[Extract provided]:
++++++
A duplicate transaction race occurs when the same payment, transfer, or action is submitted multiple times concurrently and processed more than once before any deduplication mechanism takes effect. Unlike coupon races (which exploit a single-use limit), duplicate transaction races exploit the absence of idempotency: the system lacks a mechanism to detect and discard re-submitted operations. The result is duplicate charges, duplicate payouts, or duplicate account credits.
A fintech application checks 'balance >= amount' before executing a withdrawal. If the check (SELECT) and the debit (UPDATE balance = balance - amount) are separate non-atomic operations, N concurrent withdrawal requests all pass the check before any UPDATE commits. Each withdraws the full amount. Starting balance $100, withdrawal amount $80: all N requests pass the balance >= 80 check and all commit, leaving the account at $100 - $80*N = deeply negative. Doyensec documented this pattern in multiple fintech platforms in 2024.
++++++
[Set task 1]: Arrange the rows as a numbered list, starting with the line containing "tag the shadow on pavement" and going on through the line containing "<point>469,129</point>", and leave out any blank lines.

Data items
++++++
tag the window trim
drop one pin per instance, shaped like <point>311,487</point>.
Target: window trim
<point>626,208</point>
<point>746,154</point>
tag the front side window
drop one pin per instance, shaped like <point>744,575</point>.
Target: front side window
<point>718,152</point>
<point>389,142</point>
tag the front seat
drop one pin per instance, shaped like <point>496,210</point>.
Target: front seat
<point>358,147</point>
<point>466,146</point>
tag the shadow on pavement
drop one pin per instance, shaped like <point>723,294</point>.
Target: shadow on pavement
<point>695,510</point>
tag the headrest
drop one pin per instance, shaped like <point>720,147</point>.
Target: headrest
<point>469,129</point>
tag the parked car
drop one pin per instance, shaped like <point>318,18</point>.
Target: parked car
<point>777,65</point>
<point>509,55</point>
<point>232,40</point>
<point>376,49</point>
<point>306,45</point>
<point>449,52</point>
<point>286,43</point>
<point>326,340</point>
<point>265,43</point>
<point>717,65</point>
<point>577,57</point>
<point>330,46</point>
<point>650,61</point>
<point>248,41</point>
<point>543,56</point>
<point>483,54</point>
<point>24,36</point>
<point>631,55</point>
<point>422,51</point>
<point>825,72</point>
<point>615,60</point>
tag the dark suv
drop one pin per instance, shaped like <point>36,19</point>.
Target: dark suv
++++++
[Set task 2]: Pick up the passage on duplicate transaction races after its final sentence and carry it forward.

[Reply 1]:
1. tag the shadow on pavement
2. drop one pin per instance, shaped like <point>723,294</point>.
3. Target: shadow on pavement
4. <point>695,510</point>
5. tag the headrest
6. drop one pin per instance, shaped like <point>720,147</point>.
7. Target: headrest
8. <point>469,129</point>

[Reply 2]:
In OAuth 2.0, an authorization code is single-use. When the client exchanges it for tokens, the server marks it consumed atomically. If the mark-as-consumed step is not atomic — for example, it does a SELECT to check validity then a DELETE in two steps — two concurrent exchange requests both see the code as valid and both receive distinct access/refresh token pairs. HackerOne #55140 (Internet Bug Bounty, $2,500) demonstrated this pattern on an OAuth provider in 2014 and it remains findable today.
A limit-overrun race (coupon, gift card) exploits a counter that should decrement but doesn't because the decrement is non-atomic. A duplicate transaction race exploits the absence of idempotency: there is no counter — the system simply has no mechanism to recognize that this exact operation was already processed. The fix for limit-overrun is atomic conditional UPDATE; the fix for duplicate transaction is idempotency keys (SETNX or DB unique constraint on operation ID).
Stripe requires a unique Idempotency-Key header on all write operations (charges, payouts, refunds). The key is client-generated (UUID v4). On first receipt, Stripe processes the request and caches the result keyed by the idempotency key for 24 hours. Subsequent requests with the same key return the cached response without re-processing. If two concurrent requests arrive with the same key before the first completes, one is serialized and returned the same result. This guarantees exactly-once semantics.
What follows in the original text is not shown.